→ Exercise goal:
Reproduce each line of the data below verbatim.

→ Dataset records:
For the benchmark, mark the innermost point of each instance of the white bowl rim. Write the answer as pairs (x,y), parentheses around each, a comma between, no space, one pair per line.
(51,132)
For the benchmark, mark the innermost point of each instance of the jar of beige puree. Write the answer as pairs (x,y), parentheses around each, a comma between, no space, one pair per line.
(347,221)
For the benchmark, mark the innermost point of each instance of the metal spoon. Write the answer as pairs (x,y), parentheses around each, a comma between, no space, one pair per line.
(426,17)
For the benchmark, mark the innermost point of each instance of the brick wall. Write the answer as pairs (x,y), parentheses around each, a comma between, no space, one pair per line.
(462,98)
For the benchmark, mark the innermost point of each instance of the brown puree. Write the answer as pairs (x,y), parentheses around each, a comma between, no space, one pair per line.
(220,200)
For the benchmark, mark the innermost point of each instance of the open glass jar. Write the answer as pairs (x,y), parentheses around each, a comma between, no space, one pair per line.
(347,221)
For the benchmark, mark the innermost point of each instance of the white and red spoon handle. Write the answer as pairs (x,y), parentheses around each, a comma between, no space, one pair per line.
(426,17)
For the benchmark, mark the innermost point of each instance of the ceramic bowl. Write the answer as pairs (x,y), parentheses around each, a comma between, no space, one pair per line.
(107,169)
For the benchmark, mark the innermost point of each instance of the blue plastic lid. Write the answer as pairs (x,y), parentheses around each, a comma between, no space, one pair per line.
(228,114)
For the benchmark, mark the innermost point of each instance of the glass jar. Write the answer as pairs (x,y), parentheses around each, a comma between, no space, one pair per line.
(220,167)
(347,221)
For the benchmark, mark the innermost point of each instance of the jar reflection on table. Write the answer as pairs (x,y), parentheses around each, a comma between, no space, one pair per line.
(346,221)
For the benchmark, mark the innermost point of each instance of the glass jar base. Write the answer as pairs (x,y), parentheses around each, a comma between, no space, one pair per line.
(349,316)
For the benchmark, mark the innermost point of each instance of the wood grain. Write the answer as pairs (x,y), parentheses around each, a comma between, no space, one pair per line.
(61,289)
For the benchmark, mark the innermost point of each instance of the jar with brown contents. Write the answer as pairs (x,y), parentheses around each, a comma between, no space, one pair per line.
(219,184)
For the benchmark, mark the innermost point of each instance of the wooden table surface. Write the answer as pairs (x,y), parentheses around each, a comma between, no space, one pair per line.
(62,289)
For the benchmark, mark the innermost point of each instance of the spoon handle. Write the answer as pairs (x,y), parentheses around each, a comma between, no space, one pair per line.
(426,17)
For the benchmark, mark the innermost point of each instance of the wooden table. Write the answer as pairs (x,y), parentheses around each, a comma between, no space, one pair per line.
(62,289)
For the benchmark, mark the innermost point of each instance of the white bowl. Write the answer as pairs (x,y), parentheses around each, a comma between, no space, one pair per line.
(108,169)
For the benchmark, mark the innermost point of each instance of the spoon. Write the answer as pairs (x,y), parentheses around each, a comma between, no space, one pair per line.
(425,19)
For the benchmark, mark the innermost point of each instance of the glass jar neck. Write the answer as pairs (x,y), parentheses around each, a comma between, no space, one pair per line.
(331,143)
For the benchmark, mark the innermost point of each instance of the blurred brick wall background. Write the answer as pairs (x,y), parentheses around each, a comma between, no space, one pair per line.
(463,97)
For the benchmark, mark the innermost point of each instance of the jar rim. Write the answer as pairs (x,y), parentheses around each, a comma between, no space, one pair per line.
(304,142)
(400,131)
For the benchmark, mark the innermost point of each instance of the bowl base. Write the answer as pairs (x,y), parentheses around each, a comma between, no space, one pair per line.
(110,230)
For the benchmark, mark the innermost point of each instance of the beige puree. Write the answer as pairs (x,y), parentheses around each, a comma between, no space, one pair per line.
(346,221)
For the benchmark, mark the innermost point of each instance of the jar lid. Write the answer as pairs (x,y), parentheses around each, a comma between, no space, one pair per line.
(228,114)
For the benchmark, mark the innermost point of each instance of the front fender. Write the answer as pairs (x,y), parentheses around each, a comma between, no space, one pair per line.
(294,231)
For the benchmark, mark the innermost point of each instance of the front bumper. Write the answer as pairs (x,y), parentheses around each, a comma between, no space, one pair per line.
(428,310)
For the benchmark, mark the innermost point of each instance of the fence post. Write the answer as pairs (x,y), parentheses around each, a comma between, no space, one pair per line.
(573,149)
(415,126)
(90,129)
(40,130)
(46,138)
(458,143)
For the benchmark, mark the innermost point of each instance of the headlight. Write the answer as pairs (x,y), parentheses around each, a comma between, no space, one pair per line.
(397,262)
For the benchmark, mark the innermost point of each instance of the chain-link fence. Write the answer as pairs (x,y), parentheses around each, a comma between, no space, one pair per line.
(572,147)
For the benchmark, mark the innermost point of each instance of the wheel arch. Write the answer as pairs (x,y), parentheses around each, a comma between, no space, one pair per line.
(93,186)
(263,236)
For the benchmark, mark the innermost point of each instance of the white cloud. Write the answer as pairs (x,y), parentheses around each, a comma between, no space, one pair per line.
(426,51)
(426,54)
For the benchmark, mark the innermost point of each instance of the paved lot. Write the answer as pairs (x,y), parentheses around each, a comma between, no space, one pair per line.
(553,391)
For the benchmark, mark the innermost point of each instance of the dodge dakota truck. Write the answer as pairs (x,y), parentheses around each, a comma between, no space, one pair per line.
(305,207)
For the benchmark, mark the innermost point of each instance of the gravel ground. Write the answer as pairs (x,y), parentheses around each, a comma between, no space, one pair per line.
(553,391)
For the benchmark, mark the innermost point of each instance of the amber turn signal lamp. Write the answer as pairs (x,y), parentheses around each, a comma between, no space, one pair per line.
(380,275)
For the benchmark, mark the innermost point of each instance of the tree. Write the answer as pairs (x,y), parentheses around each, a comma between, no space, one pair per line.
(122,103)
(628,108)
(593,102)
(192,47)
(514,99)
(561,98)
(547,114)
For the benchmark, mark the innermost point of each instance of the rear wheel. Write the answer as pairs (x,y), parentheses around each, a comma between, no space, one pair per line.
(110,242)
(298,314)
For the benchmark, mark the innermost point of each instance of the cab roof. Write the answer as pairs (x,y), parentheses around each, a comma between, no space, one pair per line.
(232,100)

→ Exercise answer:
For the benchmark, mark the innermost point of each instance of the white bowl rim. Write the answer as pairs (x,y), parentheses around each, a comma between, no space, one pair per line.
(51,132)
For the benchmark, mark the innermost point of each instance of the jar of beige puree. Write the answer as pairs (x,y), parentheses around each, a comma between, no space, one pair per line.
(347,221)
For the benchmark, mark the innermost point of each instance of the metal spoon. Write the answer as pairs (x,y), parentheses around each, a comma between, no space, one pair per line.
(426,17)
For the benchmark, mark the innermost point of each instance of the brick wall. Write the answer as pairs (x,y), parentheses around each, a comma between, no space, one pair per line.
(462,98)
For the benchmark, mark the innermost point of each instance of the brown puree. Write the answer as pairs (x,y), parentheses around each, a comma between, no space, one pair per line.
(220,200)
For the benchmark, mark the innermost point of each instance of the open glass jar. Write the answer as pairs (x,y), parentheses around each, a comma between, no space, one pair per line.
(347,221)
For the benchmark, mark the innermost point of each instance of the white and red spoon handle. Write the answer as pairs (x,y), parentheses around each, a comma between, no space, one pair per line.
(426,17)
For the benchmark, mark the innermost point of each instance of the ceramic bowl. Write the answer as pairs (x,y), parentheses around each, a comma between, no space, one pair per line.
(107,169)
For the benchmark, mark the innermost point of each instance of the blue plastic lid. Write the answer as pairs (x,y), parentheses around each, a comma between, no space, one pair per line.
(228,114)
For the benchmark, mark the innermost point of each instance of the glass jar. Write the answer as pairs (x,y), parentheses around each, a comma between, no space, one pair per line.
(220,167)
(347,221)
For the benchmark, mark the innermost point of each instance of the jar reflection on table. Write the answer as pairs (x,y), parentheses around each, a comma between, no space, one pair per line.
(346,221)
For the benchmark, mark the innermost point of each instance of the glass jar base. Write the answer as pairs (x,y), parentheses around each, a comma between, no space, one pair per line.
(349,316)
For the benchmark, mark the innermost point of each instance of the wood grain. Write the answer as pairs (x,y), parentheses around each, a comma between, no space, one pair per line.
(61,289)
For the benchmark, mark the innermost point of each instance of the jar with brown contents. Write the answer as pairs (x,y), parentheses around each, a comma between, no space, one pair per line.
(219,184)
For the benchmark, mark the innermost point of each instance of the wooden table surface. Write the answer as pairs (x,y), parentheses around each, a comma between, no space, one pair per line.
(62,289)
For the benchmark, mark the innermost point of each instance of the spoon handle. Write the answer as pairs (x,y), parentheses around each, a comma between, no space, one pair per line.
(426,17)
For the benchmark, mark the innermost point of each instance of the wooden table. Write the answer as pairs (x,y), parentheses around each, a comma between, no space, one pair per line.
(62,289)
For the benchmark, mark the innermost point of each instance of the white bowl. Write the answer as pairs (x,y), parentheses around each, a comma between, no space, one pair per line.
(108,169)
For the benchmark, mark the innermost point of each instance of the spoon. Write the answer as pairs (x,y), parentheses around each, a comma between, no space, one pair per line.
(425,19)
For the benchmark, mark the innermost point of each instance of the glass jar neck. Write the answer as pairs (x,y), parentheses around each, a comma between, no space, one pair per line.
(331,143)
For the benchmark, mark the innermost point of each instance of the blurred brick wall background. Write the answer as pairs (x,y), parentheses around each, a comma between, no space, one pair per line.
(463,97)
For the benchmark, mark the innermost point of each instance of the jar rim. Write the answer as pairs (x,y), parentheses around each, a comma between, no space, one pair per line.
(304,142)
(400,131)
For the benchmark, mark the innermost point of each instance of the bowl base. Write the answer as pairs (x,y), parentheses around each, a comma between, no space, one pair per line.
(110,230)
For the benchmark, mark the innermost point of each instance of the beige puree. Write the answer as pairs (x,y), parentheses around each, a comma between, no space, one pair per line.
(346,221)
For the benchmark, mark the innermost point of each instance of the jar lid. Write the answer as pairs (x,y), parentheses around each, a comma between, no space, one pair per line.
(228,114)
For the benchmark, mark the innermost point of each instance of the front fender. Write the answer as pairs (x,y), parentheses around each, a comma between, no space, one pair per line.
(294,231)
For the benchmark, mark the innermost point of each instance of the front bumper. Write the answer as pairs (x,y), parentheses around each, a comma between, no space, one pair per line.
(428,310)
For the benchmark, mark the innermost point of each instance of the fence post. Write the answer as pairs (x,y), parentheses around each, a comma between, no space, one pair per line.
(573,149)
(415,126)
(90,129)
(40,130)
(46,138)
(458,143)
For the benchmark, mark the innermost point of each instance of the headlight. Write the answer as pairs (x,y), parentheses around each, a comma between, no space, one pair per line.
(397,262)
For the benchmark, mark the innermost point of each instance of the chain-link fence. Write the answer as pairs (x,y), parentheses around each, a comma between, no space, one pair per line.
(572,147)
For the benchmark, mark the innermost point of each instance of the wheel arch. Write the answer as pairs (x,y), parentheses around each, a comma between, no space, one pair per line.
(93,186)
(263,236)
For the benchmark, mark the innermost point of each instance of the white cloud. Write the answer as pairs (x,y), parentheses around each, a comma between, no space, one pair per line.
(426,51)
(426,54)
For the benchmark, mark the innermost point of each instance of the paved lot. Write the answer as pairs (x,y), parentheses around each, a comma between, no space, one pair per line.
(553,391)
For the benchmark, mark the innermost point of each instance of the dodge dakota truck. Write the answer as pairs (x,y), parentheses around each, a comma between, no space, one pair per line.
(305,207)
For the benchmark, mark the innermost point of each instance of the gravel ground. Write the answer as pairs (x,y), parentheses around each, a comma between, no space, one pair per line.
(553,391)
For the benchmark, mark the innermost point of each instance of the amber turn signal lamp. Write the answer as pairs (x,y), parentheses around each, a comma between, no space, one pair per line.
(380,275)
For the benchmark, mark the innermost point of each instance of the tree. Write the answer as pairs (x,y), parentheses around each, a comma between, no space, one pair per line.
(122,103)
(628,108)
(593,102)
(192,47)
(514,99)
(561,98)
(547,114)
For the benchmark, mark the innermost point of each instance of the rear wheel. Write the answer as pairs (x,y), parentheses around each, a comma between, no space, one pair per line.
(110,242)
(298,314)
For the benchmark, mark the innermost point of each instance of the cab roof. Write the answer as pairs (x,y), parentheses around each, a comma between, no space, one pair per line.
(232,100)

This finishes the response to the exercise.